Llegué a Hilversum en Julio del año 2000, concretamente el 1 de Julio. Hacia mediados de ese mes alquilé el apartamento en el que vivo, sin muebles y tras una redada en Ikea, compré de lo malo lo peor y de lo peor lo más barato. Siempre pensé que en un par de años volvería a casa y que no merecía la pena el cargarme de cosas que después no me podría llevar. Esos dos años se extendieron a tres, luego a cuatro y finalmente asumí que me quedaría en este país por bastante tiempo, básicamente porque aquí si se valora mi trabajo, se me paga lo que me merezco y estoy en un ambiente laboral impensable en mi tierra, lugar que parece condenado a ser las playas de Europa y en donde todo lo que no sea sol y playa no se valora o directamente no tiene cabida.
En estos momentos soy un ingeniero altamente especializado en software de gestión. Analizo problemas, los aislo y en colaboración con los equipos de desarrollo encontramos soluciones. En otras ocasiones descubro errores de configuración y los reparo en el instante. Hablo cada día con gente de más de veinticinco países. Tras dos años me convertí en el responsable de producto de varias líneas de software, cargo que habitualmente estaba reservado para tipos con años en la empresa y con un profundo conocimiento de la arquitectura de nuestro software. Hoy por hoy no solo soy responsable de un producto, sino que estoy a cargo de ocho de ellos. Hay cuatro responsables más y todos ellos llevan un único producto. He roto todas las barreras que me han puesto y he salido siempre airoso. Como responsable de estos productos estoy involucrado en el proceso de gestación de nuevas versiones desde el comienzo del ciclo del software hasta que llega al cliente. Asesoro a los canales de venta y todos saben que la palabra del único español que queda en los cuarteles generales de nuestra división va a misa. Esta es mi vida laboral, que al menos por ahora no muestra señales de que vaya a cambiar.

Listado
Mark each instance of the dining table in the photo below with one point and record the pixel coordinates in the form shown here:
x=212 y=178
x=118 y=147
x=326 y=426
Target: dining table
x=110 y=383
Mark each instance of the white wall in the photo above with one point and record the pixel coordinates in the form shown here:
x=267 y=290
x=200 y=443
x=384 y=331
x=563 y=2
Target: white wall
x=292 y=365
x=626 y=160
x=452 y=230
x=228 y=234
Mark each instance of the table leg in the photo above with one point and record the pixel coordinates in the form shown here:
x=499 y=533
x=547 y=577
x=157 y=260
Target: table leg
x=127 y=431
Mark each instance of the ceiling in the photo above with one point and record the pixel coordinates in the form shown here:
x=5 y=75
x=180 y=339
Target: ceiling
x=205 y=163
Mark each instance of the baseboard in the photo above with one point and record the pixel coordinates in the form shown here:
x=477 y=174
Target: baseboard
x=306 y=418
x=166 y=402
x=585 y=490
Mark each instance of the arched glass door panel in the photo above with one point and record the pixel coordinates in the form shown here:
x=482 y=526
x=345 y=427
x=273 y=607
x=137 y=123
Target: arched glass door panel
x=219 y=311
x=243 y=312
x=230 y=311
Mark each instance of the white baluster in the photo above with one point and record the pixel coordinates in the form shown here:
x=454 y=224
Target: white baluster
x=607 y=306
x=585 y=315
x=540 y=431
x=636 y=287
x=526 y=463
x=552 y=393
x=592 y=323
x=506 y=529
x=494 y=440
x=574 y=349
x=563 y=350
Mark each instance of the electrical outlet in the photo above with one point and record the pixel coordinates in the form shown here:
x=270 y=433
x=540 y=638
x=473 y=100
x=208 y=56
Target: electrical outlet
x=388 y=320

==

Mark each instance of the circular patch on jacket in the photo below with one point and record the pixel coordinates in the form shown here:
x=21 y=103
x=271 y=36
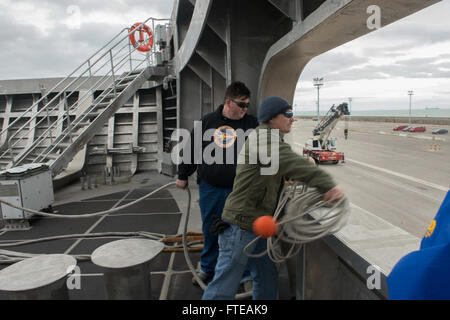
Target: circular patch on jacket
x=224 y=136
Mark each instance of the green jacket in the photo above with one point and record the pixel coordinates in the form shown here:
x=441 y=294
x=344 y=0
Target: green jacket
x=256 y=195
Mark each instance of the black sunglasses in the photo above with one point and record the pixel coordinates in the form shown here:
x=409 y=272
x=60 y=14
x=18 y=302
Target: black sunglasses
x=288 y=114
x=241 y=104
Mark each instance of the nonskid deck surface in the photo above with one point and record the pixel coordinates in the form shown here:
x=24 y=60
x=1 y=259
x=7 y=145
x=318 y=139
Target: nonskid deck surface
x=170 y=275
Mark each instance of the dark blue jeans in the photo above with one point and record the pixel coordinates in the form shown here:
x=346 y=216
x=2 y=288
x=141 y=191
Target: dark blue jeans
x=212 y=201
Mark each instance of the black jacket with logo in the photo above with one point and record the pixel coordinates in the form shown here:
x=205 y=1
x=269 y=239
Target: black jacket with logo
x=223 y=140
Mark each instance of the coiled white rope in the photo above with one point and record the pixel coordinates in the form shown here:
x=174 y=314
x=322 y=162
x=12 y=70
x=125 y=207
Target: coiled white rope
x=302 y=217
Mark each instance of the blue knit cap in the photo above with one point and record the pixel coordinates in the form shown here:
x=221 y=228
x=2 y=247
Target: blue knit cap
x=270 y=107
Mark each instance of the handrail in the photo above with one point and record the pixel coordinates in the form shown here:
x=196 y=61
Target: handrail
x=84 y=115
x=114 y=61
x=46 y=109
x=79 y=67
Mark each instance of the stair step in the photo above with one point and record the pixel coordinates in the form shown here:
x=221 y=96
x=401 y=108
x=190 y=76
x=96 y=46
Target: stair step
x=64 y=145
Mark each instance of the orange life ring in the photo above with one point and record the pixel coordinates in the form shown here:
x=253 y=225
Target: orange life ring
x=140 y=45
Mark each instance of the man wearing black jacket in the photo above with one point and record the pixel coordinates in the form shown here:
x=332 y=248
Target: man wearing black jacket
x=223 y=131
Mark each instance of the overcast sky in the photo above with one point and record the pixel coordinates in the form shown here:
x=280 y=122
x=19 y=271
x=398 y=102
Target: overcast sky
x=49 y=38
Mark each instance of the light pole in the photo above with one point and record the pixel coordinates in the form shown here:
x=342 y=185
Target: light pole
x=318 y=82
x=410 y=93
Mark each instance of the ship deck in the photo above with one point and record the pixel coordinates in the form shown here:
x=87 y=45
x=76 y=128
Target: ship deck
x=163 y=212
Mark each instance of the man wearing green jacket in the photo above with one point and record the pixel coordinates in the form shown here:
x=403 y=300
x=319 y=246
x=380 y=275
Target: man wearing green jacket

--

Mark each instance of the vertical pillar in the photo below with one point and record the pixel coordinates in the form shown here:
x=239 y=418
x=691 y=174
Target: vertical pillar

Tareas
1) Indica si cada afirmación coincide con el relato sobre la vida en Hilversum; responde sí o no y cita las palabras del relato que lo deciden. (a) La llegada a Hilversum fue el 1 de julio de 2000. (b) El apartamento se amuebló con muebles de buena calidad. (c) Los demás responsables de producto llevan varios productos cada uno.
2) Continúa el relato sobre la vida en Hilversum en un párrafo, a partir de la última frase.

Respuestas en orden
1)
(a) Sí: «Llegué a Hilversum en Julio del año 2000, concretamente el 1 de Julio».
(b) No: «compré de lo malo lo peor y de lo peor lo más barato».
(c) No: «Hay cuatro responsables más y todos ellos llevan un único producto».

2)
En estos cinco años largos Hilversum se me ha metido en la sangre. Una pequeña ciudad de ochenta mil habitantes situada a veinticinco minutos en tren del centro de Ámsterdam, a quince minutos del centro de Utrecht, a cuarenta minutos del aeropuerto más laureado de Europa. Conozco casi todos los rincones de esta mi ciudad. Me paran por la calle y me preguntan por sitios y no dudo ni un instante al dar indicaciones. Conozco un montón de gente en el mercado, en las tiendas, en el cine (en donde soy el cliente número uno). Gran parte de mi universo es esta ciudad preciosa. Voy todos los días a trabajar en bicicleta, paseo por los bosques que nos rodean, hago fotos continuamente en esas impresionantes reservas naturales, me pierdo por sus veredas y siempre vuelvo a casa sudoroso y feliz, a mi casa.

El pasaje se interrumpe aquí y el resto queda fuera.